__CHECK YOUR UNDERSTANDING__:
1/ Decide whether each statement below, (a) through (c), agrees with the article on 2018 malware, answering yes or no and quoting the deciding words. (a) SonicWall reported that 68% of sessions were encrypted by SSL/TLS standards in 2017. (b) Ransomware attacks rose between 2016 and 2017. (c) There have been 181.5 million ransomware attacks in 2018 year to date.
2/ Update the part of the article on 2018 malware that opens with the words "While the first" and closes with "of time in 2017.", putting "first half" in place of "first six months".

__GIVEN TEXT__:
┄┄┄┄┄┄
Why Experts Now Say 2018 Is Drowning In Malware

Malware Volume Records Big Surge in the First Half of 2018 Report

According to a recent report, malware attacks have continued to accelerate in the first half of 2018, accompanied by dangerous ransomware which is back in full force. The 2018 SonicWall Cyber Threat Report, released not long ago, suggests there has been a clear surge in the volume of malware, less bounce-back from ransomware attacks, and a record increase of other encrypted threats.

While the first half of 2017 recorded 2.97 billion malware attacks, the data gathered by the SonicWall Capture Threat Network researchers demonstrates that number has jumped to over 5.99 billion malware attacks during the first six months of 2018—a 102% surge over one year. Even more notable is the sheer volume of malware attacks, which remained consistent during the first half before dropping slightly. Researchers believer there have been fewer than a billion malware attacks per month in the second quarter of the year.

The report goes on to detail a 229% increase in ransomware attacks, accompanied by a 275% rise in other types of encrypted attacks during the same period of time in 2017.

A press release published by SonicWall quotes company CEO. Bill Conner, as saying, “The cyber arms race is moving faster than ever with bigger consequences for enterprises, government agencies, educational and financial institutions, and organizations in targeted verticals.”

Ransomware is back…

After having shown a small decline, ransomware is back in full force. The SonicWall press release says, “Published in March’s original report, SonicWall Capture Labs threat researchers found that ransomware attacks dropped significantly — from 645 million to 184 million — between 2016 and 2017. SonicWall now shows ransomware attacks surging in first six months of 2018. There have been 181.5 million ransomware attacks year to date. This marks a 229% increase over this same time frame in 2017.”

Encrypted threats are on record high…

As we know, encryption can be used for both security purposes as well as to mask threats and attacks launched by hackers. The SonicWall report says that the first half of 2018 had seen a 275% increase in encrypted attacks. A recent press release explains further, “The use of encryption continues to grow for legitimate traffic and malicious cyberattacks alike. In 2017, SonicWall reported that 68% of sessions were encrypted by SSL/TLS standards. Through six months of 2018, 69.7% of sessions are leveraging encryption. Cybercriminals are strategically following this trend to help prevent their malicious payloads from being discovered. Encrypted attacks increased 275% when compared to this time in 2017.”
┄┄┄┄┄┄
__SOURCE INFORMATION__:
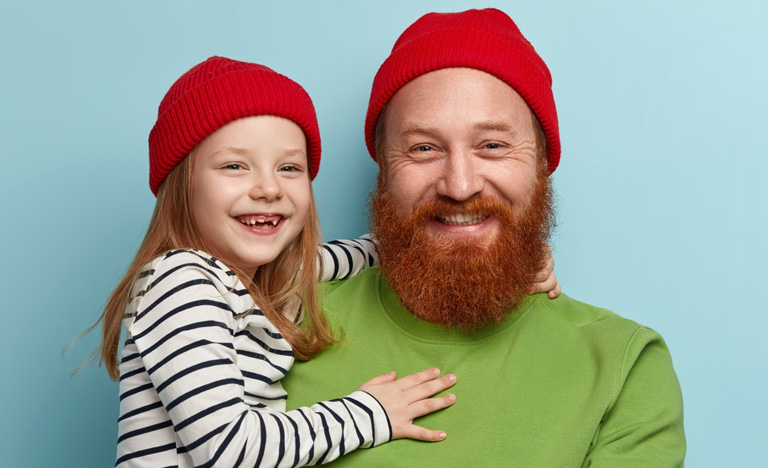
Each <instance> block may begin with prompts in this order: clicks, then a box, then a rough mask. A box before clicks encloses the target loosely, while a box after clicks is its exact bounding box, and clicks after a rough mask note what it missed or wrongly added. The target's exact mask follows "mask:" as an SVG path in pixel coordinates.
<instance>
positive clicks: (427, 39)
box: [365, 8, 560, 174]
mask: <svg viewBox="0 0 768 468" xmlns="http://www.w3.org/2000/svg"><path fill="white" fill-rule="evenodd" d="M452 67H463V68H473V69H477V70H481V71H484V72H486V73H490V74H492V75H494V76H496V77H497V78H499V79H500V80H502V81H504V82H505V83H507V84H508V85H509V86H511V87H512V89H514V90H515V91H517V93H518V94H520V96H522V98H523V99H525V102H526V103H527V104H528V107H530V108H531V111H533V113H534V115H535V116H536V118H537V119H538V120H539V123H540V124H541V128H542V129H543V130H544V136H545V137H546V141H547V160H548V162H549V164H548V166H549V173H550V174H551V173H552V172H553V171H554V170H555V168H557V165H558V163H559V162H560V135H559V130H558V125H557V111H556V110H555V100H554V97H553V96H552V77H551V76H550V74H549V69H547V65H546V64H545V63H544V61H543V60H542V59H541V57H539V55H538V54H537V53H536V51H535V50H534V49H533V46H532V45H531V44H530V43H529V42H528V40H526V39H525V37H523V35H522V33H521V32H520V30H519V29H518V28H517V26H516V25H515V23H514V22H513V21H512V19H511V18H510V17H509V16H507V15H506V14H505V13H504V12H502V11H499V10H496V9H493V8H488V9H485V10H468V11H463V12H460V13H428V14H426V15H424V16H422V17H421V18H419V19H418V20H416V22H415V23H413V24H412V25H411V26H410V27H408V29H406V30H405V31H404V32H403V34H401V35H400V38H399V39H398V40H397V42H396V43H395V46H394V47H393V48H392V53H391V54H390V56H389V57H387V60H385V61H384V63H383V64H382V65H381V68H379V72H378V73H377V74H376V78H374V80H373V88H372V89H371V99H370V101H369V103H368V115H367V116H366V118H365V143H366V145H367V146H368V152H369V153H370V154H371V157H372V158H373V159H374V160H375V159H376V152H375V143H374V139H375V130H376V122H377V121H378V120H379V116H380V115H381V111H382V109H383V108H384V106H385V105H386V104H387V102H389V100H390V99H391V98H392V96H394V95H395V93H396V92H397V91H398V90H399V89H400V88H402V87H403V86H405V84H407V83H408V82H410V81H412V80H414V79H415V78H418V77H419V76H421V75H423V74H425V73H429V72H431V71H435V70H440V69H443V68H452Z"/></svg>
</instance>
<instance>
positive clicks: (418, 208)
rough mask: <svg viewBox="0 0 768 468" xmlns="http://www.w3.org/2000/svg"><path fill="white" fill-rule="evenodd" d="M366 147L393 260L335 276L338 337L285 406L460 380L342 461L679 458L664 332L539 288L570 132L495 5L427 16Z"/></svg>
┄┄┄┄┄┄
__WRITTEN RESPONSES__:
1/
(a) Yes: "In 2017, SonicWall reported that 68% of sessions were encrypted by SSL/TLS standards."
(b) No: "ransomware attacks dropped significantly — from 645 million to 184 million — between 2016 and 2017."
(c) Yes: "There have been 181.5 million ransomware attacks year to date."

2/
While the first half of 2017 recorded 2.97 billion malware attacks, the data gathered by the SonicWall Capture Threat Network researchers demonstrates that number has jumped to over 5.99 billion malware attacks during the first half of 2018—a 102% surge over one year. Even more notable is the sheer volume of malware attacks, which remained consistent during the first half before dropping slightly. Researchers believer there have been fewer than a billion malware attacks per month in the second quarter of the year.

The report goes on to detail a 229% increase in ransomware attacks, accompanied by a 275% rise in other types of encrypted attacks during the same period of time in 2017.